**Task description**
Please give again exactly the lines from the top of the material through the line with "411L778 455L784 468L800"; omit each picture.

**Supplied data**
· · · ·
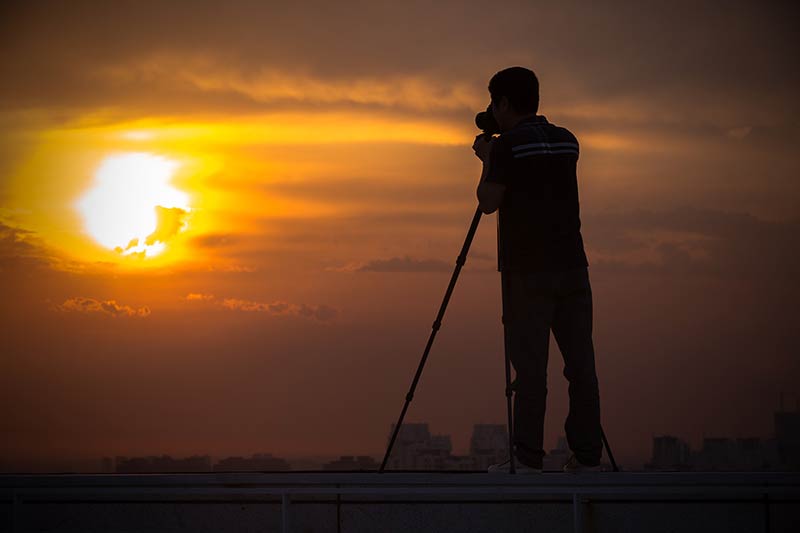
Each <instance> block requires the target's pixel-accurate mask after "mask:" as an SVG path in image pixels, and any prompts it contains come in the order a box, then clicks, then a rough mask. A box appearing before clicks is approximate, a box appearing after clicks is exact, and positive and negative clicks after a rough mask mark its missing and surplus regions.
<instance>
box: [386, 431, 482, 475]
mask: <svg viewBox="0 0 800 533" xmlns="http://www.w3.org/2000/svg"><path fill="white" fill-rule="evenodd" d="M394 428H395V425H394V424H392V426H391V428H390V431H389V439H391V437H392V434H393V433H394ZM452 450H453V445H452V442H451V440H450V435H431V432H430V431H429V430H428V424H425V423H412V424H403V425H402V426H400V430H399V431H398V432H397V439H396V440H395V443H394V447H393V448H392V454H391V456H390V457H389V460H388V461H387V463H386V468H387V469H389V470H472V469H474V468H475V467H474V460H473V459H472V458H471V457H463V456H455V455H453V454H452Z"/></svg>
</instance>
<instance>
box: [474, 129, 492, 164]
mask: <svg viewBox="0 0 800 533" xmlns="http://www.w3.org/2000/svg"><path fill="white" fill-rule="evenodd" d="M493 142H494V138H490V139H487V138H486V135H484V134H483V133H481V134H480V135H478V136H476V137H475V142H474V143H472V149H473V150H474V151H475V155H476V156H477V158H478V159H480V160H481V161H483V162H484V163H486V162H487V161H488V160H489V153H490V152H491V151H492V143H493Z"/></svg>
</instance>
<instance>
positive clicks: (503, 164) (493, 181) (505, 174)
mask: <svg viewBox="0 0 800 533" xmlns="http://www.w3.org/2000/svg"><path fill="white" fill-rule="evenodd" d="M510 159H511V152H510V150H509V149H508V145H507V144H506V142H505V140H504V139H503V136H502V135H501V136H500V137H497V138H495V140H494V142H493V143H492V151H491V152H490V154H489V173H488V174H487V175H486V180H485V181H488V182H490V183H499V184H500V185H508V180H509V177H510V176H509V170H510V164H509V163H510Z"/></svg>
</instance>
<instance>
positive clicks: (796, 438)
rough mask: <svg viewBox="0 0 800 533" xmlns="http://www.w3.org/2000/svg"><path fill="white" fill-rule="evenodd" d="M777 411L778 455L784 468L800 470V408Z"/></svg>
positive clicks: (776, 421) (788, 469)
mask: <svg viewBox="0 0 800 533" xmlns="http://www.w3.org/2000/svg"><path fill="white" fill-rule="evenodd" d="M782 404H783V402H781V409H780V411H778V412H776V413H775V440H776V441H777V447H778V457H779V459H780V462H781V464H782V465H783V467H784V468H786V469H788V470H800V410H795V411H784V410H783V405H782Z"/></svg>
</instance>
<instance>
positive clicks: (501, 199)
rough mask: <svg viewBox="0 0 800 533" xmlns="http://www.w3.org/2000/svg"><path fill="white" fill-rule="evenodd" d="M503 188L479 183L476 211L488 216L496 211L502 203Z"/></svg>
· · · ·
**Task response**
Each <instance> block requires the target's pixel-accurate mask after "mask:" as an SVG path in image pixels, and any prompts it contains come in the order a box, then clicks, then a rough mask. A box appearing before clicks is approximate, a box appearing after clicks is exact, and positive and negative clicks after a rough mask mark its missing and surplus regions.
<instance>
box: [386, 431, 482, 475]
mask: <svg viewBox="0 0 800 533" xmlns="http://www.w3.org/2000/svg"><path fill="white" fill-rule="evenodd" d="M394 428H395V425H394V424H392V426H391V428H390V431H389V439H391V437H392V434H393V433H394ZM452 450H453V445H452V442H451V440H450V435H431V432H430V431H429V430H428V424H425V423H412V424H403V425H402V426H400V430H399V431H398V432H397V439H396V440H395V443H394V447H393V448H392V454H391V456H390V457H389V460H388V461H387V463H386V468H387V469H389V470H472V469H474V468H475V467H474V460H473V459H472V458H471V457H463V456H455V455H453V454H452Z"/></svg>
</instance>
<instance>
box: [474, 129, 492, 164]
mask: <svg viewBox="0 0 800 533" xmlns="http://www.w3.org/2000/svg"><path fill="white" fill-rule="evenodd" d="M493 142H494V138H490V139H487V138H486V135H484V134H483V133H481V134H480V135H478V136H476V137H475V142H474V143H472V149H473V150H474V151H475V155H476V156H477V158H478V159H480V160H481V161H483V162H484V163H486V162H487V161H488V160H489V153H490V152H491V151H492V143H493Z"/></svg>
</instance>
<instance>
positive clicks: (503, 164) (493, 181) (505, 174)
mask: <svg viewBox="0 0 800 533" xmlns="http://www.w3.org/2000/svg"><path fill="white" fill-rule="evenodd" d="M510 159H511V152H510V150H509V149H508V145H507V144H506V142H505V140H504V139H503V136H502V135H501V136H500V137H497V138H495V140H494V142H493V143H492V151H491V152H490V154H489V173H488V174H487V175H486V180H485V181H488V182H490V183H499V184H500V185H508V180H509V177H510V176H509V170H510V164H509V163H510Z"/></svg>
</instance>
<instance>
positive clicks: (796, 438)
rough mask: <svg viewBox="0 0 800 533" xmlns="http://www.w3.org/2000/svg"><path fill="white" fill-rule="evenodd" d="M777 411L778 455L784 468L800 470V408Z"/></svg>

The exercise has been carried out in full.